The Johannesburg Pavilion (JP) is a programme of contemporary African film and live performance that will travel to Venice during the first two weeks of the 56th Venice Biennale. The project is a partnership between the 133 Arts Foundation & the FNB JoburgArtFair and developed in memory of the final Johannesburg Biennale curated in 1997 by Okwui Enwezor, the current and first African Director of the 56th Venice Biennale 2015.

Initiated by a collective group of artists, writers and curators, the project encapsulates the spirit of the expansive and mythical African city of Johannesburg, both in its provocative title as a non-official ‘city pavilion’, and as a temporary intervention in the everyday urban fabric of the city of Venice.

From the JP2015 Catalogue:

“Two passports – one expired, the other marked VOID – lie half-hidden in a pile of charred rubbish. The small discarded documents are bound together by a partially melted elastic band. Across the intersection, the hunched figure of the Sack-and-Ash man, sitting beside a small fire, warming his hands on this cold dry highveld winter’s day: Res Derelictae. Things abandoned.

---*---

Exercise tasks
(a) Decide whether each statement agrees with the Johannesburg Pavilion text, answering yes or no and quoting the words of the text that settle it. (i) The project is a partnership between the 133 Arts Foundation and the FNB JoburgArtFair. (ii) The final Johannesburg Biennale was curated in 2015. (iii) A single curator initiated the project.
(b) According to the Johannesburg Pavilion text, when will the programme travel to Venice?
(c) Carry on the Johannesburg Pavilion text from the point where it stops.

Dataset content
---*---

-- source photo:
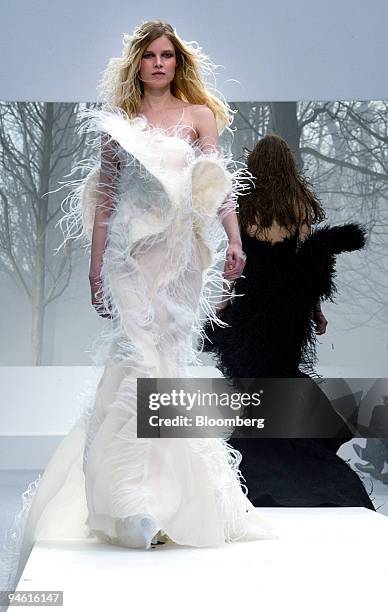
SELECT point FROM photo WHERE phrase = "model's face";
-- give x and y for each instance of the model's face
(158, 63)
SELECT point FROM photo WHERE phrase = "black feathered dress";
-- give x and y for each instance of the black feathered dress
(271, 333)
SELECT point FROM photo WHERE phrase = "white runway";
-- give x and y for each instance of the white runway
(325, 559)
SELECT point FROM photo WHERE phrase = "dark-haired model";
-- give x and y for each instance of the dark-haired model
(273, 320)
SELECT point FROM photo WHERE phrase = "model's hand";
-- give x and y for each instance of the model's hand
(235, 261)
(320, 322)
(96, 295)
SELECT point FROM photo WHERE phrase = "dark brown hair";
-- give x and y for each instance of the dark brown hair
(280, 193)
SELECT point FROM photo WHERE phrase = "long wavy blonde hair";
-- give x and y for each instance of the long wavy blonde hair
(121, 86)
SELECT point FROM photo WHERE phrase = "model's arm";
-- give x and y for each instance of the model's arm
(206, 127)
(104, 208)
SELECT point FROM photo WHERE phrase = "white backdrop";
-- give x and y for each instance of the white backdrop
(279, 50)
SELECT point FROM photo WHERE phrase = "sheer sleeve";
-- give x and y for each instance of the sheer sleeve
(105, 204)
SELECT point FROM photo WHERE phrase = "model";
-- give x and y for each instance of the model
(154, 208)
(273, 318)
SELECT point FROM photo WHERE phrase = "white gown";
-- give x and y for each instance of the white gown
(158, 273)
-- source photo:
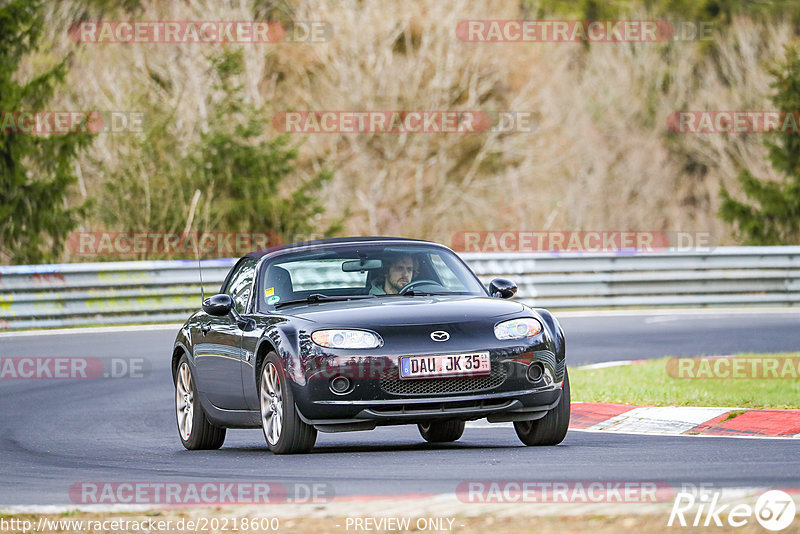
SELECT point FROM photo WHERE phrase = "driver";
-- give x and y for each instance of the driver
(398, 272)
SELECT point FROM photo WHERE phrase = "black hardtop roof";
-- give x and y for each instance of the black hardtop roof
(334, 241)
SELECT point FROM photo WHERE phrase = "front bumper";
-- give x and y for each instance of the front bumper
(378, 395)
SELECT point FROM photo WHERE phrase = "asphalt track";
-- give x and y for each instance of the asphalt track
(55, 433)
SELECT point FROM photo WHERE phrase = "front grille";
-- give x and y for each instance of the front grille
(431, 386)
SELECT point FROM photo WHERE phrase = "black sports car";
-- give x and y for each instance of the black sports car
(347, 334)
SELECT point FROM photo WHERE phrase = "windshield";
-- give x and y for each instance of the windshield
(363, 270)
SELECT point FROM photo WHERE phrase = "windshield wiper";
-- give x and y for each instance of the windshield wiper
(412, 293)
(319, 297)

---*---

Written answers
(a)
(i) Yes: "The project is a partnership between the 133 Arts Foundation & the FNB JoburgArtFair"
(ii) No: "the final Johannesburg Biennale curated in 1997 by Okwui Enwezor"
(iii) No: "Initiated by a collective group of artists, writers and curators"

(b) It will travel there during the first two weeks of the 56th Venice Biennale.

(c)
Abandoned, yes … but by engaging thoughtfully with what has been left behind, and with what remains outside the dominant perception, artists can hold all of our histories, personal and communal, and produce new narratives for our time.” Roelof Petrus van Wyk, 133 Arts Director and The Johannesburg Pavilion 2015 Organiser.

“The lived experience of Johannesburg’s complex history and present-tense is the focus of this civic Pavilion at the 2015 Venice Biennale. Inherent to the idea of a Johannesburg Pavilion is the impossibility of recreating or representing a holistic environment. This Pavilion does not purport to that. Instead, it is an examination of the city – the cartography of which, as evidenced in the works of the chosen artists, manifests a multitude of attendant dichotomies and micro-narratives.

Part political statement, part response to this year’s Biennale theme, the Pavilion’s programme is, at the same time, constituted of a series of singular and idiosyncratic meditations on life in this disruptive and fantastic African metropolis.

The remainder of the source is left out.